[Supplied information]:
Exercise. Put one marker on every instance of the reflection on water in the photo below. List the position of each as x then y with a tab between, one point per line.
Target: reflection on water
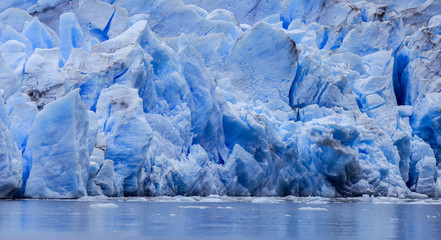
43	219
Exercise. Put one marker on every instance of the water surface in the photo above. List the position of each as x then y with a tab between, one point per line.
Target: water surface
220	218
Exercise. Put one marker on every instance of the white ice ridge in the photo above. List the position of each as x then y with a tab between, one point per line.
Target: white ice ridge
119	98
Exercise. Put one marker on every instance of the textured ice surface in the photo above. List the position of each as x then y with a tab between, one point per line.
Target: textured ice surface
252	98
59	155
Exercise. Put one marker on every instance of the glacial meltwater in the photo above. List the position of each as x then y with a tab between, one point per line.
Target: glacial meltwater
221	218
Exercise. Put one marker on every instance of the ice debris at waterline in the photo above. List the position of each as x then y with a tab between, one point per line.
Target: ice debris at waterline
245	98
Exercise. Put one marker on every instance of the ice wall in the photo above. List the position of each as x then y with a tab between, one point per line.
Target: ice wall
186	97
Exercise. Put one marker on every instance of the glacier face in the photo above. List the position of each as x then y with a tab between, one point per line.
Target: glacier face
188	97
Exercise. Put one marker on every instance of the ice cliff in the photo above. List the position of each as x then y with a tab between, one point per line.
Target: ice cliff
264	98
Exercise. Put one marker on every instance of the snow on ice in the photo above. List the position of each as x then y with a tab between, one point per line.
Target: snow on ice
321	98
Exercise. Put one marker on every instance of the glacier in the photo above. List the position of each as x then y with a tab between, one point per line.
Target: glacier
329	98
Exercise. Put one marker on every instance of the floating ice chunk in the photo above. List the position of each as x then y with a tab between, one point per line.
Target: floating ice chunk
264	63
58	145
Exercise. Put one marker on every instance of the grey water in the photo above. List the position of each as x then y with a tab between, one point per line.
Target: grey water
237	219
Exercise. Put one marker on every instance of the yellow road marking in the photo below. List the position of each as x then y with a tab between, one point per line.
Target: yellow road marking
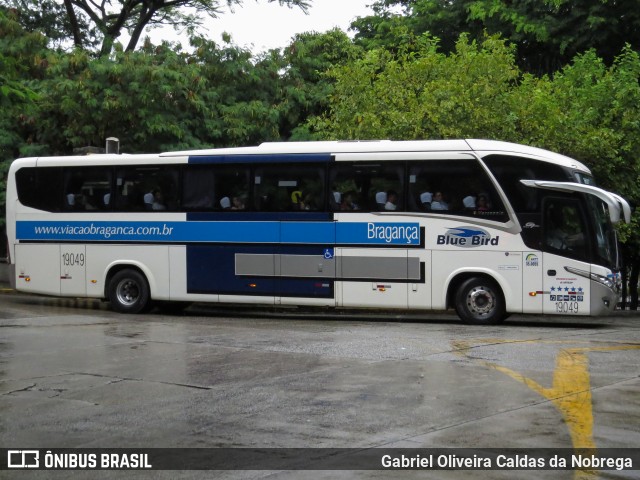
570	392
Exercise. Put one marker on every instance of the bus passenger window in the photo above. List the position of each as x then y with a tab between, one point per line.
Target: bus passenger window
368	187
454	187
87	189
564	229
289	188
147	188
40	188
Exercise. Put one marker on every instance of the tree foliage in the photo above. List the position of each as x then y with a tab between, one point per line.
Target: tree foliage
547	33
89	23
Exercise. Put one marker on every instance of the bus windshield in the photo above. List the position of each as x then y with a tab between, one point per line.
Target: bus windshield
605	241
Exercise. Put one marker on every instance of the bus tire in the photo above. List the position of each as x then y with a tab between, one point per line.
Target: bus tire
129	292
479	301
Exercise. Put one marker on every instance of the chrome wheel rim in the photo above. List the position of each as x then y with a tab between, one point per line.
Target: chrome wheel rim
481	301
127	292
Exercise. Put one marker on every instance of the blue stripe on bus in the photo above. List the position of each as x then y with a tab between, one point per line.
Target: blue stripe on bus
265	158
211	270
271	232
259	216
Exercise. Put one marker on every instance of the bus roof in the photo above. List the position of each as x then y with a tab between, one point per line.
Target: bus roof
380	146
482	147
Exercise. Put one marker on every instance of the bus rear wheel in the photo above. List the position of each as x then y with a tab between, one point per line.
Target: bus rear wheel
479	301
129	292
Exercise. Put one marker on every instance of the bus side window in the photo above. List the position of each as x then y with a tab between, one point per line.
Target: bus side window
367	187
289	188
40	188
232	187
454	187
147	188
198	188
87	188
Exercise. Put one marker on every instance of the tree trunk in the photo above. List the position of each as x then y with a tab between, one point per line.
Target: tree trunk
625	280
633	283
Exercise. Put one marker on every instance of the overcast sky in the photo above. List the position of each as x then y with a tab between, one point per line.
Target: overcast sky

[Given request]:
Your task is an exact transcription of all the data, minus the pictures.

[Answer to this exercise]:
Exercise. Put one marker on every instance of the reflection on water in the photo below. List the position of each as x then y with a tab between, one point per line.
Target: reflection on water
43	219
Exercise. Put one marker on every instance of the water surface in the photo above. List the position of each as x then y with a tab between, one point per line.
Target: water surface
220	218
Exercise. Put one marker on every instance of the white ice ridge in the photo above. List the position of each as x then y with a tab between, one point per line.
Target: white ice ridge
119	98
Exercise. Put one marker on every instance of the textured ice surface in the photo above. List the position of each as x then y with a tab between, one point per line.
Target: textured ice surface
252	98
59	155
Exercise. Put one marker on every instance of the glacial meltwater in the photo above. List the position of each as x then y with a tab between, one point per line.
Target: glacial meltwater
221	218
Exercise. Put one marker on every instance of the ice debris at waterline in the photo above. List the position of each as x then y with a tab between, one point per line.
Target: ice debris at waterline
245	98
Exercise. Put one marker on every instance of the ice wall in the photo above. List the position of each as x then y with a tab between, one point per line.
Target: ice wall
186	97
Exercise. Put one marker on every instance of the glacier face in the photo above. List the position of each as x then y with a tab between, one point per line.
Target: glacier face
188	97
Exercise. Put one marker on every instance of the ice cliff in the photo above. List the position of each as x then y with a tab between, one point per line.
Target: ice cliff
264	98
Exercise. Put one marker on every instance of the snow on ice in the photo above. List the position of each as x then y with a tab between, one point per line.
Target: snow on ice
321	98
Exercise. Put one marker on every instance of the glacier in the photo above. List the position of each as x then y with a tab between, one point per line.
Target: glacier
329	98
Exercise. Put one marker on every instance of the floating ice chunk in the photo above. List the position of each as x then y with a tab between, one point per line.
Target: floating ice chunk
264	63
58	145
Exercise. Put one marker on every instance of the grey water in the photo above. List the position of each as x then y with a tab between, one point per line.
Target: grey water
237	219
Exercise. Put one marker on every instance of the yellow road marking in the photo below. List the position of each as x then y with a tab between, one point per line.
Target: yellow road marking
570	392
Exercise. Put one marker on every instance of the bus passenger window in the photo above. List the position of each as x then y with a tab between, one point per line.
Target: bus passenger window
368	187
454	187
87	189
564	229
289	188
147	188
40	188
Exercise. Put one marker on every instance of the tree foliage in the photo above. List the position of each as x then y with a tab between, one point per line.
Target: tree foliage
547	33
89	23
Exercise. Put one marker on every instance of the bus windshield in the photo above. List the position of each as x then y with a tab between, one point per line.
Target: bus windshield
605	241
Exercise. Put one marker on every instance of the bus tire in the photo above. List the position of each as x then y with a tab between, one point per line.
Target: bus tire
129	292
479	301
Exercise. Put one marker on every instance of the chrome wheel rim in the photo above. List the position of each as x then y with a tab between, one point per line.
Target: chrome wheel rim
481	301
127	292
Exercise. Put one marker on every instance of the blue stripe on bus in the photo above. List the position of each as x then y with a tab between, one point per line.
Target: blue stripe on bus
265	158
211	270
271	232
259	216
Exercise. Put one marker on every instance of the bus roof in the photo above. List the position of each as x then y with a tab between, one point per line.
Target: bus roof
380	146
482	147
Exercise. Put one marker on every instance of the bus rear wheel in the photo above. List the position of each as x then y with a tab between, one point per line.
Target: bus rear wheel
479	301
129	292
Exercise. Put one marker on every instance of the bus side window in the photo above. List the position of each as x then y with a tab between, one point per line.
Target: bus side window
367	187
289	188
40	188
232	187
454	187
147	188
198	188
87	188
Exercise. Put one marker on every instance of the tree trunk in the photo above. List the position of each as x then y with a tab between, one point per line.
Target: tree trunk
625	280
633	283
Exercise. Put one marker on every instance of the overcast sky in the photo above. List the position of each as x then y with a tab between, one point per line.
Target: overcast sky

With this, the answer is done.